> Given instruction
Copy the lines from the one containing "on the rough" through the one containing "[(122, 77), (316, 150)]", putting "image coordinates" in place of "pixel coordinates" and leaving everything else the same.

> Data provided
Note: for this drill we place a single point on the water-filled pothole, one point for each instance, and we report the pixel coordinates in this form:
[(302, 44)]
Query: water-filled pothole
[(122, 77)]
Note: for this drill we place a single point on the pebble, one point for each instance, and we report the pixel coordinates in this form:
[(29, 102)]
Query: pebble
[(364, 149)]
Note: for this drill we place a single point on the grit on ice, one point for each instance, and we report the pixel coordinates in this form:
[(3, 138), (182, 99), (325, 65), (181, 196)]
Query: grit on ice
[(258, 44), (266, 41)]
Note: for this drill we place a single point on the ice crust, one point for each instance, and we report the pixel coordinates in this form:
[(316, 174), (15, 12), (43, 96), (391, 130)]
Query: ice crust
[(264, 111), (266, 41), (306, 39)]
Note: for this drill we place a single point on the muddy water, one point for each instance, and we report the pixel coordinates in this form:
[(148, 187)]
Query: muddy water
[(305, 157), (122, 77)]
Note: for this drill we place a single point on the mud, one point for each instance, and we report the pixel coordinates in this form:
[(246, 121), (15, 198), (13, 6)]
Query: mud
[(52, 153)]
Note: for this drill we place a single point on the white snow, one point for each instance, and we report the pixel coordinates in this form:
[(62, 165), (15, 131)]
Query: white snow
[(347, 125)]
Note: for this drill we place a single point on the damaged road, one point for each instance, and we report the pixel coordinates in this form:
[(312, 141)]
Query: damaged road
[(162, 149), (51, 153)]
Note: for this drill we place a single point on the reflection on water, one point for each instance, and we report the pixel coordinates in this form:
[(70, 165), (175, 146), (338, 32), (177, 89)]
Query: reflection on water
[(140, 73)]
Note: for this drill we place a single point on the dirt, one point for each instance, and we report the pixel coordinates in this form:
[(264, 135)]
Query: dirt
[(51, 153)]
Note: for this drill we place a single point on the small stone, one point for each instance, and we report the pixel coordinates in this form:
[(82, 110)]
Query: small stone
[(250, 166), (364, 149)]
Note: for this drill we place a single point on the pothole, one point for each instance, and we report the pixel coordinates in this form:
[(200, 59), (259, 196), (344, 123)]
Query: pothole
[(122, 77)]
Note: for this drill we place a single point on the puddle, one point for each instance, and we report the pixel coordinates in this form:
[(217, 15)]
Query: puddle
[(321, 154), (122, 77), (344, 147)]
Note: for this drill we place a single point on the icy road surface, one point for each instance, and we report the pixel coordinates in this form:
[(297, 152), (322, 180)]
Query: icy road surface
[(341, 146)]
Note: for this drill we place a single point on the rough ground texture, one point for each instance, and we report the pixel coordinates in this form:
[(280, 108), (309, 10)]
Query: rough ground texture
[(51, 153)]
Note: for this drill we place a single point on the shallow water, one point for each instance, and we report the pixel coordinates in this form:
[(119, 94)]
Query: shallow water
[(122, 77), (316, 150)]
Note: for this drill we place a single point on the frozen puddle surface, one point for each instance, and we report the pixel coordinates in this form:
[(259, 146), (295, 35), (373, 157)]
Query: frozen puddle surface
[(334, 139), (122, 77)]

...

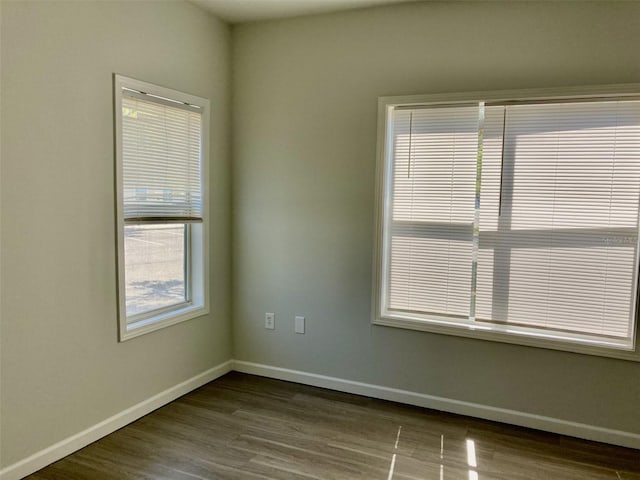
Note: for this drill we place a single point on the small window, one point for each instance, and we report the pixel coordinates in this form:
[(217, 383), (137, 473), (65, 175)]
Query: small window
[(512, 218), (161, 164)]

> Exercise result
Note: for this drill we place a single point on the rough ground texture, one point for each instance, and we report the image coordinates in this form:
[(280, 108), (309, 10)]
Query: rough ground texture
[(51, 153)]
Note: for this drill we place a single point on the shallow water, one point for each instance, and we report the image coordinates in this form:
[(119, 94)]
Query: shallow water
[(122, 77), (316, 150)]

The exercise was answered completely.